PROBLEM DESCRIPTION. Output the entries from the line containing "of the chestnut" through the end of the entries as a Markdown table with the columns Row and Entry line. Number each row and leave out any blank lines.

─── SOURCE DATA

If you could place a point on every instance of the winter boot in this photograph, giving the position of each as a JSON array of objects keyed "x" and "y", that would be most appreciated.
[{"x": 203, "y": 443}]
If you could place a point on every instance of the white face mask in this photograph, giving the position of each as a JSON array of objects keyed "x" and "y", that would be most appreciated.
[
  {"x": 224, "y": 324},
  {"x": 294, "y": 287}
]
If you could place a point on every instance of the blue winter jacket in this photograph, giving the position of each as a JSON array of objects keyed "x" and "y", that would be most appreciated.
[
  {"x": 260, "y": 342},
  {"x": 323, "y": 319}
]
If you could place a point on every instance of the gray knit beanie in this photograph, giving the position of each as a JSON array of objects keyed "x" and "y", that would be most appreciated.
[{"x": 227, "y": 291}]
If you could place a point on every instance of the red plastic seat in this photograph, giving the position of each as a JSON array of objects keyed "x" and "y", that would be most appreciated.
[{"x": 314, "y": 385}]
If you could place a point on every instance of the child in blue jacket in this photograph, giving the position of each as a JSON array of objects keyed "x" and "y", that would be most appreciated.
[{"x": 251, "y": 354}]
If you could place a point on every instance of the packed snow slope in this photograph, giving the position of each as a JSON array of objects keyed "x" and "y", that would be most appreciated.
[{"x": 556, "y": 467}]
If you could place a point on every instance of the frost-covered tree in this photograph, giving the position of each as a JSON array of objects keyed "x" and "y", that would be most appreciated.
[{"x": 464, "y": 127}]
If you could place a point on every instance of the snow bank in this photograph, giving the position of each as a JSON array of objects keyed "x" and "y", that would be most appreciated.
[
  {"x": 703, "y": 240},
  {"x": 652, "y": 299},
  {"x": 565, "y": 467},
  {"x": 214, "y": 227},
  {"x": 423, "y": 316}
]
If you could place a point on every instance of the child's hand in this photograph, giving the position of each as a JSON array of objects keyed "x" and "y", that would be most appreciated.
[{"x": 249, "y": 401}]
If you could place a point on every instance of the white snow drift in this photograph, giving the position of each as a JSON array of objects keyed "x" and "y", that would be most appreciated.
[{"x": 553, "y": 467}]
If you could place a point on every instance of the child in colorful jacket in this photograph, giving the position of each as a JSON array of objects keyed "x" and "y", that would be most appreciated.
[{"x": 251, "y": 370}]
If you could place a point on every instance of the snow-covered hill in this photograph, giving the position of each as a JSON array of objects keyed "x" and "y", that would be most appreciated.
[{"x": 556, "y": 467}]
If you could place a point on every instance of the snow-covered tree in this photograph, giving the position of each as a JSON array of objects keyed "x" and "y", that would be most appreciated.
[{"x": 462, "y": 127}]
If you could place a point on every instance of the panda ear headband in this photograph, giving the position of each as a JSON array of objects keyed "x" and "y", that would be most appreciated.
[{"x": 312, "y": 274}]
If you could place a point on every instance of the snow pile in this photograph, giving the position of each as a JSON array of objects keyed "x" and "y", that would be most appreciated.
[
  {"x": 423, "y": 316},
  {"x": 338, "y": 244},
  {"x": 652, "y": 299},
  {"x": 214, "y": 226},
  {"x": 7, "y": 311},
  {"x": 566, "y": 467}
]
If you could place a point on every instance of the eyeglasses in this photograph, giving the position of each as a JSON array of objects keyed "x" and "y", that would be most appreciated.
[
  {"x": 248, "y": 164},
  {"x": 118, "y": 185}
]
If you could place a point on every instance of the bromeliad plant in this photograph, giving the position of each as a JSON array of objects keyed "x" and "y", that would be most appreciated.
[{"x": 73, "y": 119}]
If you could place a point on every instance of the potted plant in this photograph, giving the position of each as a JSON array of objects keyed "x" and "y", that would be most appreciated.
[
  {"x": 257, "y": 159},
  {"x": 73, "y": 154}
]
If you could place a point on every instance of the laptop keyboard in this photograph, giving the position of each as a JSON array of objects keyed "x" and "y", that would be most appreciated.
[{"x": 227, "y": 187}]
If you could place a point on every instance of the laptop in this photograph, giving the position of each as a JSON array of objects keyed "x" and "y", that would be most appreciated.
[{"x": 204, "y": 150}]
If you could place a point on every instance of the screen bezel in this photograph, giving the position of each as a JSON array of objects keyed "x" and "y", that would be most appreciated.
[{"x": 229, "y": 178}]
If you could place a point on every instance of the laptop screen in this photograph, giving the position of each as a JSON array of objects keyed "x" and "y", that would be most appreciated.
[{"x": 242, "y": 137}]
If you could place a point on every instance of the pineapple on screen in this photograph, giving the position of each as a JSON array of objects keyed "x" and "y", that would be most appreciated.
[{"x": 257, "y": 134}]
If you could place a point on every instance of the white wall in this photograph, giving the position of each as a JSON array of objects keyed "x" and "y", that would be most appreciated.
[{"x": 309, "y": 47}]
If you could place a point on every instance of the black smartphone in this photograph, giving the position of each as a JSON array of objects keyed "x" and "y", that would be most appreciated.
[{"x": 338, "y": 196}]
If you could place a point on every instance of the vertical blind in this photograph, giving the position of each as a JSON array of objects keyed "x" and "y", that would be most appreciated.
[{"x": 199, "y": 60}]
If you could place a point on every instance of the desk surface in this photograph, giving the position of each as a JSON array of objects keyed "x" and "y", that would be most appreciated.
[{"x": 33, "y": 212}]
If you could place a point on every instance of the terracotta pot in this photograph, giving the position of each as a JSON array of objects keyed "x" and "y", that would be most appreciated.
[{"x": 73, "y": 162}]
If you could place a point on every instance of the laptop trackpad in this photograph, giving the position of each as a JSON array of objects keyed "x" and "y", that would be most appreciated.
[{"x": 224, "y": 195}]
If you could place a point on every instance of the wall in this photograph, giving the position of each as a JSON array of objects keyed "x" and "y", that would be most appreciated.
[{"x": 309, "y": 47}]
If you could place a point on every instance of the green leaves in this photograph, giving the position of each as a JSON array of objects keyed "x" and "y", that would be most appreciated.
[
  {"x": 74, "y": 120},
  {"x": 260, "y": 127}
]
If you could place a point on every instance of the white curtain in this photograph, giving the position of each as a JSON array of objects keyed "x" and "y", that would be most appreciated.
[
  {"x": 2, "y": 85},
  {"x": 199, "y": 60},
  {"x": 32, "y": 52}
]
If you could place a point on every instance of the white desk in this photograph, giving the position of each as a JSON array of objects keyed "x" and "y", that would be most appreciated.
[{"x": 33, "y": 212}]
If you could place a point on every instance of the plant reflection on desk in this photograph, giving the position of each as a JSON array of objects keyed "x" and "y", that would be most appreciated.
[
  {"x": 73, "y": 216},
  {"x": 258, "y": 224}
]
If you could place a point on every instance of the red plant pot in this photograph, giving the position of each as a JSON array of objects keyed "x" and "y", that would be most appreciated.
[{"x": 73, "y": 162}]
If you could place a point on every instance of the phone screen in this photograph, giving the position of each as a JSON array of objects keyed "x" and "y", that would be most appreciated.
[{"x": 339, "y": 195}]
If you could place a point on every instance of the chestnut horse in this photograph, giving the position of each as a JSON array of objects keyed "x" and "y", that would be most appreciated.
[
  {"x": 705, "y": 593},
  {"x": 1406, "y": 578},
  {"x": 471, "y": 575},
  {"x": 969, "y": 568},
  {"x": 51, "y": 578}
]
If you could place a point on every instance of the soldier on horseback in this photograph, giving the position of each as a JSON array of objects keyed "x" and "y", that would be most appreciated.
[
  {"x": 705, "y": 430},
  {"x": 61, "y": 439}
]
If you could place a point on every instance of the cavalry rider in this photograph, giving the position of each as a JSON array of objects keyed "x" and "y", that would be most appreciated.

──────

ANSWER TO THE EXERCISE.
| Row | Entry line |
|---|---|
| 1 | If you could place a point on every instance of the chestnut horse in this photograph, giving the position of each as a JSON array of objects keyed "x" and "y", that would be most appreciated. |
| 2 | [ |
| 3 |   {"x": 705, "y": 593}, |
| 4 |   {"x": 1406, "y": 578}, |
| 5 |   {"x": 471, "y": 575}, |
| 6 |   {"x": 969, "y": 568}, |
| 7 |   {"x": 51, "y": 578} |
| 8 | ] |
| 9 | If you could place a point on every instance of the soldier on horseback in this photograph, giving the position of each as a JSON array of objects keyed "x" and "y", that would be most appreciated. |
| 10 | [ |
| 11 |   {"x": 705, "y": 430}, |
| 12 |   {"x": 61, "y": 439} |
| 13 | ] |
| 14 | If you could place a point on every instance of the cavalry rider in this photograph, giving the position of each as a JSON array of objects keyed "x" and "y", that would be most appreciated. |